* _Given task_
Please rename "instance" to "item" throughout the material below and copy it out with everything else unchanged. Leave the pictures out of your copy.

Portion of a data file
"""
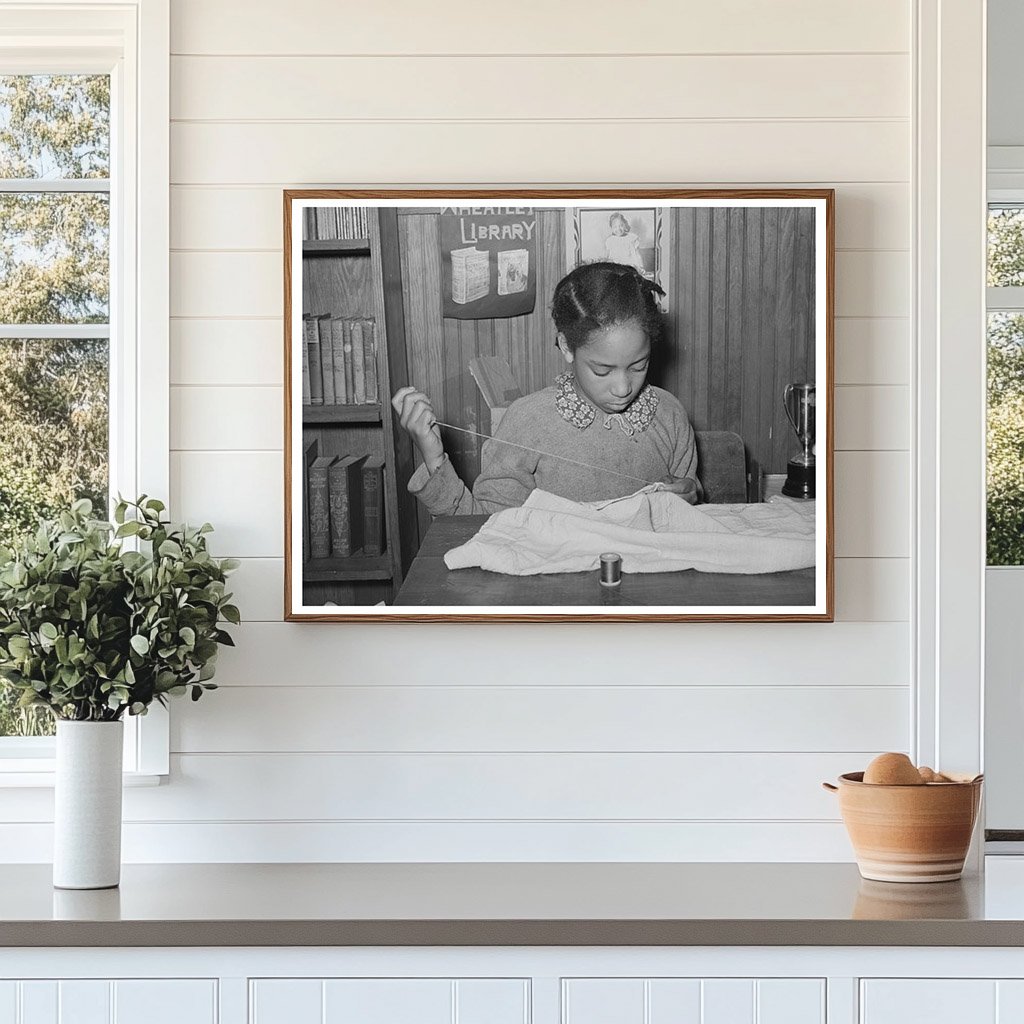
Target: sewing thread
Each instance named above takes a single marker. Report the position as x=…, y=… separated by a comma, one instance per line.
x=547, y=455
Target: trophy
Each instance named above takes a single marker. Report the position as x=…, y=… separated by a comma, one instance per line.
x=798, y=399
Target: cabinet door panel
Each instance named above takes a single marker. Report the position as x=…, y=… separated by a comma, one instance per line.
"""
* _Result of this exercise_
Target: sewing thread
Each item named above takes a single marker. Report the position as x=…, y=… separated by a comma, one item per line.
x=547, y=455
Target: trophy
Each item named above takes a single marker. Report the position as x=…, y=… separated by a comma, one item per line.
x=798, y=399
Target: cabinet door panel
Each item named above takes a single marker. Report the position as x=…, y=… separated by a comma, one item per line.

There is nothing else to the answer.